> _Zadanie A_: Przepisz wiernie wszystkie wpisy umieszczone niżej, pomijając obrazki.

> _Tekst do przeczytania_:

______

Także wybór władcy Jerozolimy obaj
autorzy pokazują inaczej. Według Runcimana był to czyn
spontaniczny i nieco romantyczny. Nic nie było z góry ustalone i
wybór Gotfryda nastąpił w wyniku dyplomatycznej wpadki Rajmunda.
Otóż, aby wywołać wśród krzyżowców wrażenie osoby skromnej i
nierządnej zaszczytów, Rajmund nieco teatralnie odrzucił
zaproponowane mu pierwotnie zwierzchnictwo nad Jerozolimą. Jakież
musiało być jego zdumienie, kiedy okazało się, że rycerze
zamiast usilnie nakłaniać go do przyjęcia korony, od razu zwrócili
się o to z tą prośbą do Gotfryda, a ten z miejsca przyjął
władzę. Postawił tylko jeden formalny warunek: nie chciał tytułu
króla (gdyż królem Jerozolimy był Jezus Chrystus), ale tytuł
Obrońcy Grobu Świętego.
Asbridge widzi to zupełnie inaczej.

______

> _Wpisy z danymi_:
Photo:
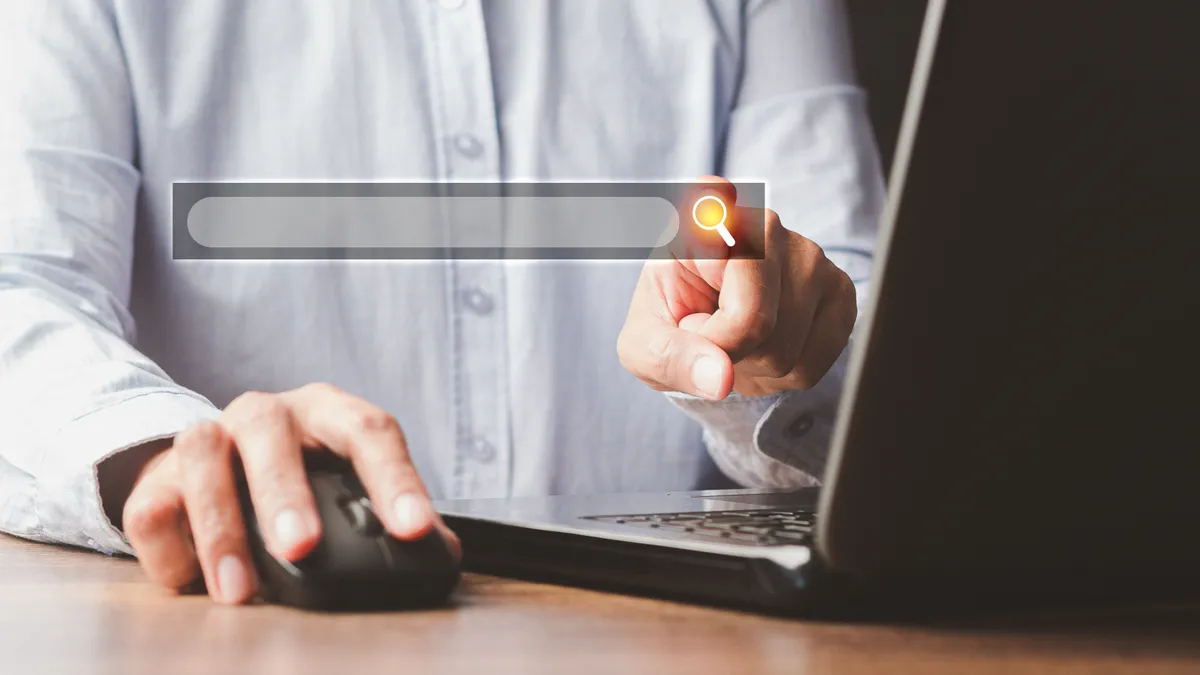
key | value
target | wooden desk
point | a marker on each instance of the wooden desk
(77, 613)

______

> _Zadanie B_:
Odpowiedz krótko na pytania do tekstu o wyborze władcy Jerozolimy:
(i) Według Runcimana czyja dyplomatyczna wpadka doprowadziła do wyboru Gotfryda?
(ii) Jaki tytuł chciał nosić Gotfryd zamiast tytułu króla?
(iii) Który autor widzi ten wybór zupełnie inaczej niż Runciman?

> _Pełna odpowiedź A_:
Photo:
key | value
target | wooden desk
point | a marker on each instance of the wooden desk
(77, 613)

> _Pełna odpowiedź B_:
(i) Rajmunda.
(ii) Tytuł Obrońcy Grobu Świętego.
(iii) Asbridge.